Brief A: Please repeat the passage of the article on memory loss from "UCLA researchers are" to "with more people.", substituting "brain scans" for "MRI scans".
Brief B: In the article on memory loss, how many participants in the UCLA study showed brain shrinkage patterns characteristic of Alzheimer's disease?

Text segment:
- Opening Delimiter -
If not Alzheimer's, what is it? Memory symptoms may be due to other conditions-and often are treatable


Alzheimer’s disease is the much-feared, most common cause of memory problems in the elderly. Sometimes, however, memory problems are caused by something else entirely, including conditions that can be treated if diagnosed, according to doctors at UCLA.

Here are three treatable conditions that can mimic Alzheimer’s disease symptoms:

1) Hypertension. High blood pressure can cause memory loss and a slowdown in information processing, resulting in behavior that may resemble Alzheimer’s disease. Symptoms may improve with effective treatment of hypertension, including changes in lifestyle and medications.

2) Substance abuse. Heavy alcohol use can cause memory loss, which can be mistaken for Alzheimer’s disease. Cognition often improves when the person stops using alcohol.

3) Psychiatric disorders. Bipolar disorder and depression, for example, can cause memory loss. Adjustment to the patient’s medications and an increase in physical activity may lessen these symptoms.

“There are multiple treatable problems that lead to memory loss,” said Dr. David Merrill, an associate professor of psychiatry and biobehavioral sciences at UCLA. “Understanding these causes leads to better cognitive health because treatment for Alzheimer’s is different from other causes of cognitive decline.”

UCLA researchers are testing a new method to identify such problems.

In a recent, unpublished study of 22 patients at UCLA’s Cognitive Health Clinic, participants had MRI scans, and scientists used a software program designed to measure the volume of multiple brain regions and computerized neuropsychological tests to evaluate the participants’ brains.

Only five of the people with memory loss showed brain shrinkage patterns characteristic of Alzheimer’s disease. The remaining cases were a combination of causes from vascular disease, depression, head trauma and substance abuse.

The results suggest that brain measurements could be used to rule out Alzheimer's and guide treatment, but the methods need to be studied further with more people.
- Closing Delimiter -
Information given:
- Opening Delimiter -
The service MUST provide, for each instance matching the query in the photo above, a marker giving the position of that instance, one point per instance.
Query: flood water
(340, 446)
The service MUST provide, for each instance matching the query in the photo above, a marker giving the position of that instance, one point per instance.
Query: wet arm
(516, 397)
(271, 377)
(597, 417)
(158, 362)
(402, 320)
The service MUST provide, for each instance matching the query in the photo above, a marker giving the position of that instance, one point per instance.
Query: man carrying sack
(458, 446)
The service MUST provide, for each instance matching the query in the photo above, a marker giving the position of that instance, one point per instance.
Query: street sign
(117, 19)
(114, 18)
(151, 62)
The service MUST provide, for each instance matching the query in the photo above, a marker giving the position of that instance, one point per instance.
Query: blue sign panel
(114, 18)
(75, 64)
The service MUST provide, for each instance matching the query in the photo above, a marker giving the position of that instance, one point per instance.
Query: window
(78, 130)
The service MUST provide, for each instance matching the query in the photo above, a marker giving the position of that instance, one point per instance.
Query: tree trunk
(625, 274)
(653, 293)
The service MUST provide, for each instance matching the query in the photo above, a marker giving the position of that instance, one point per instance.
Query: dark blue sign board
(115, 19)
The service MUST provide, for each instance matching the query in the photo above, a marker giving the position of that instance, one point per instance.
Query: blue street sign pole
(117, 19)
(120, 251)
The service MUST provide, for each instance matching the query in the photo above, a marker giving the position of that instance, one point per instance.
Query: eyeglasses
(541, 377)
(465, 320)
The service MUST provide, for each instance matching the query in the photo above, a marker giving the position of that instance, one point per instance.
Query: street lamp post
- Closing Delimiter -
Response A:
UCLA researchers are testing a new method to identify such problems.

In a recent, unpublished study of 22 patients at UCLA’s Cognitive Health Clinic, participants had brain scans, and scientists used a software program designed to measure the volume of multiple brain regions and computerized neuropsychological tests to evaluate the participants’ brains.

Only five of the people with memory loss showed brain shrinkage patterns characteristic of Alzheimer’s disease. The remaining cases were a combination of causes from vascular disease, depression, head trauma and substance abuse.

The results suggest that brain measurements could be used to rule out Alzheimer's and guide treatment, but the methods need to be studied further with more people.

Response B: Five of the people with memory loss.